STATED TASK A: In the quoted passage below, list each thing the taxpayer made, took, or wrote up according to the sentence that begins "It is clear that he covered."

SOURCE TEXT:
And then at pp. 65-66:

"It was admitted on behalf of the Commissioner of Taxation that all the taxpayer's activities abroad were devoted to architecture and its study. He kept a written record of what he did and of the buildings he visited and studied. It is clear that he covered a great deal of architectural ground, that he concentrated upon it for seven days a week throughout his tour and that he made voluminous notes, took numbers of photographs and made many sketches and wrote up reports and records. In short there can be no question that all his available time was devoted to the advancement of his knowledge of architecture and the development of his architectural equipment, outlook and skill. If the point be whether the money claimed as a deduction were laid out for the improvement of his capacity to do the work for which he is paid, there could be no doubt that the whole expenditure was directed to that purpose."

STATED TASK B: Show every line of the rows that contains the string "surface".

RECORDS FOR THE TASK:
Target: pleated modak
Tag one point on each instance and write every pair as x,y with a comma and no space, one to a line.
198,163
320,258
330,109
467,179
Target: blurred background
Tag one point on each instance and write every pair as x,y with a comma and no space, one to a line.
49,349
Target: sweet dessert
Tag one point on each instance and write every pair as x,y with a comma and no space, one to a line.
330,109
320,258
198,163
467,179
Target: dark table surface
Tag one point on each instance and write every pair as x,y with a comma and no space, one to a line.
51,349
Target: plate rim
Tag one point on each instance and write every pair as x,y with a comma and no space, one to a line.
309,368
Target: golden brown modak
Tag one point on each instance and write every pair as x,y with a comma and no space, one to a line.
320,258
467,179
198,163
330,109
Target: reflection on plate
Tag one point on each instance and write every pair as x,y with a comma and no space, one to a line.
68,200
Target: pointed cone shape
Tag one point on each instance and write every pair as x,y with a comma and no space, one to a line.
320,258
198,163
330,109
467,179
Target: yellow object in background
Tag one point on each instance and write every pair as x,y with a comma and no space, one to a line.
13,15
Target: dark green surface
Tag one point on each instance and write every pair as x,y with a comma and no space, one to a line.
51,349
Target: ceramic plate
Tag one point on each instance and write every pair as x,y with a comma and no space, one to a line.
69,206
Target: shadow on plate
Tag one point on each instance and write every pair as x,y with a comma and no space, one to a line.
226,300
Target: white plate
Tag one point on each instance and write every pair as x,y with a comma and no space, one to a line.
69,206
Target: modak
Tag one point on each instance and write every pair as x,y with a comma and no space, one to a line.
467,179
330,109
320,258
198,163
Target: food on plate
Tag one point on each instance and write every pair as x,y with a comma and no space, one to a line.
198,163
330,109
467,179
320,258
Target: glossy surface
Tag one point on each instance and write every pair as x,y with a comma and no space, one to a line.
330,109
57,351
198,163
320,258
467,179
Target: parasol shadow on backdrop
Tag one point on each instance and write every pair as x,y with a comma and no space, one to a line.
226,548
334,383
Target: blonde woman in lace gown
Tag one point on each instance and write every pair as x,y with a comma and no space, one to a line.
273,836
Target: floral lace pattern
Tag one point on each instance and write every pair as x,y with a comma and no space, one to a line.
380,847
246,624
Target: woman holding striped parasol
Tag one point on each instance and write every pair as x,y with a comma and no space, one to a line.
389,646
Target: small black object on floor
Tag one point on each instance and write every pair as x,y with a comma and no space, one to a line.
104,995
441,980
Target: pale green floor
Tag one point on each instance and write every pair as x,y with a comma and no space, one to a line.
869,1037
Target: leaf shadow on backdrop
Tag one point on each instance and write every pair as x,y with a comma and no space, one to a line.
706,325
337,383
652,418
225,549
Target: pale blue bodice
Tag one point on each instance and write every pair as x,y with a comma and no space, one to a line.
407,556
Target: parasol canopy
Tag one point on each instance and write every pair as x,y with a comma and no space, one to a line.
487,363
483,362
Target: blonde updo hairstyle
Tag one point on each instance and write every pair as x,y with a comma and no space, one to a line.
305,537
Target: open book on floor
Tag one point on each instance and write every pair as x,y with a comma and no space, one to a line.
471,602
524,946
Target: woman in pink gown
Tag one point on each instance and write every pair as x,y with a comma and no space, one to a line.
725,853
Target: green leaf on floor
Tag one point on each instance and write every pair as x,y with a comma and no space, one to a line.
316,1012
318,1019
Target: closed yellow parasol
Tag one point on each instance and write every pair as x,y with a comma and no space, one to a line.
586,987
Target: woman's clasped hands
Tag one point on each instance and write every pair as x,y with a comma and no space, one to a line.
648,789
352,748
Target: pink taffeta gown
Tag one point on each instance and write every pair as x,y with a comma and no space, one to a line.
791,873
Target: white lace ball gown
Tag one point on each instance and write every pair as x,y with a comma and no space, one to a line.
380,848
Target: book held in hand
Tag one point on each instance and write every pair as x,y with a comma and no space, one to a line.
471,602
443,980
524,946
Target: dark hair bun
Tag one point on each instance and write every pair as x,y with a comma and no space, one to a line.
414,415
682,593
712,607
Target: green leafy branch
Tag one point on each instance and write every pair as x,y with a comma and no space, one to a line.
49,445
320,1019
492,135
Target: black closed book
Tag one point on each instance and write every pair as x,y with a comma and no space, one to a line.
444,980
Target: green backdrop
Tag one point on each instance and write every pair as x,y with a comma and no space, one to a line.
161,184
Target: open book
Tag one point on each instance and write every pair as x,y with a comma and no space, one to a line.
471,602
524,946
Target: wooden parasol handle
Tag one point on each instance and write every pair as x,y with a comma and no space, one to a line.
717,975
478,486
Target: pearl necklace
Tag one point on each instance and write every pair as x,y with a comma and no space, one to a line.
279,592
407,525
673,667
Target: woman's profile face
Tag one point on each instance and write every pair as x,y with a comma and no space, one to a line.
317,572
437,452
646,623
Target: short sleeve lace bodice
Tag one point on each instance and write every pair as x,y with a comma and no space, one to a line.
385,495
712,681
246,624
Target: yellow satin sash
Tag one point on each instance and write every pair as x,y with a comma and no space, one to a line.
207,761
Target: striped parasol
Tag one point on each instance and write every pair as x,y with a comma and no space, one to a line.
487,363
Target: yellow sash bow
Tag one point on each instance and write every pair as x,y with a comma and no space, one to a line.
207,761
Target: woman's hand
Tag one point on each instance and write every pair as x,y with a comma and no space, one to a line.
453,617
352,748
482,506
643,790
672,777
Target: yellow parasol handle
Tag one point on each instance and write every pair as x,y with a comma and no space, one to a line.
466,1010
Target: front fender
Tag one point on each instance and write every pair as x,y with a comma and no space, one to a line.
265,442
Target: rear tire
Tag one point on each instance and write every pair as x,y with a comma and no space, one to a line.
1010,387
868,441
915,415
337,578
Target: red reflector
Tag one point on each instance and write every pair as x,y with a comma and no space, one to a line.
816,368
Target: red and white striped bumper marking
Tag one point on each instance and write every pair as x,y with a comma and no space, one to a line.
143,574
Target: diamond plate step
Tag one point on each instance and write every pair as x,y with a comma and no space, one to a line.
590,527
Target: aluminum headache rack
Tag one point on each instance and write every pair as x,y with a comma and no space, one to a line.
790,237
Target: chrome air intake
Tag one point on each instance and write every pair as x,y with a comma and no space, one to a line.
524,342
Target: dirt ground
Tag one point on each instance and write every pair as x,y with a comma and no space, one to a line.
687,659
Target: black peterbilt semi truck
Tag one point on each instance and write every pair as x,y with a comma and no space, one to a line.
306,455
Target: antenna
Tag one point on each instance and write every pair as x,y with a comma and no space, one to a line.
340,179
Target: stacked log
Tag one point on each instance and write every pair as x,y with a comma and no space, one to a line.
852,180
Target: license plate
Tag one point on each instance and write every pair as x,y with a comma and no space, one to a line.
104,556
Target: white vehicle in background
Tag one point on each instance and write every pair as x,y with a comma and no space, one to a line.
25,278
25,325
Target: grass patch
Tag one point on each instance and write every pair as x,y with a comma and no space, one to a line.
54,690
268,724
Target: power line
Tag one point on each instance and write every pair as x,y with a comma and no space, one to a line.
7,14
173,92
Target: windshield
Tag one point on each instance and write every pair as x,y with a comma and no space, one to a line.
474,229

WRITTEN SOLUTION A:
- voluminous notes
- numbers of photographs
- many sketches
- reports
- records

WRITTEN SOLUTION B:
Target: dark table surface
Target: dark green surface
Target: glossy surface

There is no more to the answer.